Request:
Rewrite the lines from the first line down to the line containing "(75, 3), (78, 0)]", both included. In that copy, rescale every point coordinate in the answer outlines by 0.3 and round to whole numbers with halves up, keep the requests and their sample layouts unchanged, and leave the pictures out.

Provided data:
- - - -
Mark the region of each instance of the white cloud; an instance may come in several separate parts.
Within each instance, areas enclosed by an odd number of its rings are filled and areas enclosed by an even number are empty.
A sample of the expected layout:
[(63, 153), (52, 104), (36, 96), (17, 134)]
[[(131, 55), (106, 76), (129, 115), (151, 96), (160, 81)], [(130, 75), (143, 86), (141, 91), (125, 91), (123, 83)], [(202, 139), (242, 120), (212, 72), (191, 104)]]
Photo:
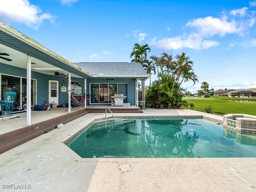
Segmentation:
[(59, 0), (62, 5), (71, 5), (72, 3), (75, 3), (78, 0)]
[(147, 36), (146, 33), (140, 32), (140, 30), (138, 29), (132, 31), (132, 33), (133, 36), (135, 38), (138, 38), (138, 41), (139, 43), (140, 43), (142, 41), (144, 40), (145, 37)]
[(92, 54), (92, 55), (91, 55), (88, 57), (88, 59), (89, 62), (92, 62), (93, 61), (95, 61), (96, 59), (98, 59), (98, 58), (99, 55), (96, 53)]
[(113, 54), (113, 53), (111, 51), (102, 51), (102, 52), (106, 55), (109, 55)]
[(140, 43), (140, 42), (141, 42), (141, 41), (143, 41), (145, 39), (145, 37), (146, 37), (146, 36), (147, 36), (147, 34), (146, 33), (140, 33), (139, 34), (139, 42)]
[(240, 15), (241, 16), (243, 16), (245, 15), (246, 14), (246, 10), (248, 9), (247, 7), (243, 7), (241, 9), (234, 9), (230, 11), (230, 14), (234, 16), (236, 15)]
[(190, 21), (186, 26), (194, 28), (197, 32), (205, 37), (215, 35), (224, 36), (227, 34), (241, 32), (242, 29), (237, 26), (235, 21), (228, 22), (226, 19), (226, 17), (220, 19), (212, 16), (199, 18)]
[(44, 20), (53, 22), (55, 16), (42, 13), (38, 6), (31, 4), (29, 0), (12, 0), (1, 1), (0, 18), (4, 22), (23, 23), (36, 29)]
[(256, 21), (254, 13), (248, 11), (247, 8), (244, 7), (223, 12), (219, 18), (209, 16), (191, 20), (185, 25), (183, 35), (158, 40), (155, 37), (151, 40), (151, 44), (166, 50), (184, 48), (207, 49), (217, 46), (220, 43), (210, 39), (215, 36), (223, 37), (231, 34), (243, 36), (247, 33)]
[(197, 36), (191, 35), (188, 37), (176, 36), (174, 38), (164, 38), (158, 41), (156, 38), (151, 41), (152, 44), (165, 50), (172, 49), (179, 50), (184, 47), (191, 49), (201, 50), (207, 49), (210, 47), (217, 46), (220, 43), (215, 41), (210, 41), (202, 39)]
[(249, 47), (256, 47), (256, 39), (251, 40), (248, 44)]
[(256, 1), (250, 1), (249, 4), (251, 7), (256, 7)]

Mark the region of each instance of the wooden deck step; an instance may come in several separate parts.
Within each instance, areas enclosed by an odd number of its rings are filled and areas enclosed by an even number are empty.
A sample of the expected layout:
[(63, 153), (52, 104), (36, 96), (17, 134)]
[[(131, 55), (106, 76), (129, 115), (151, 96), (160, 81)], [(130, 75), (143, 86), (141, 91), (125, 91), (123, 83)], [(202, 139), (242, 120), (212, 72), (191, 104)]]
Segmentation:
- - - -
Output for this exercise:
Mark the region of each instance of the white cloud; an instance may come in several separate parts.
Within each instance, areas enclosed by an odd number of its rings are filled and areas enclosed by an even number are empty.
A sample of the expected layout:
[(63, 153), (52, 104), (36, 96), (17, 134)]
[[(131, 55), (106, 76), (129, 115), (151, 96), (160, 81)], [(130, 75), (143, 86), (141, 91), (125, 91), (123, 83)], [(202, 139), (242, 120), (212, 72), (191, 104)]]
Photo:
Segmentation:
[(18, 0), (19, 2), (21, 2), (22, 1), (23, 1), (23, 0)]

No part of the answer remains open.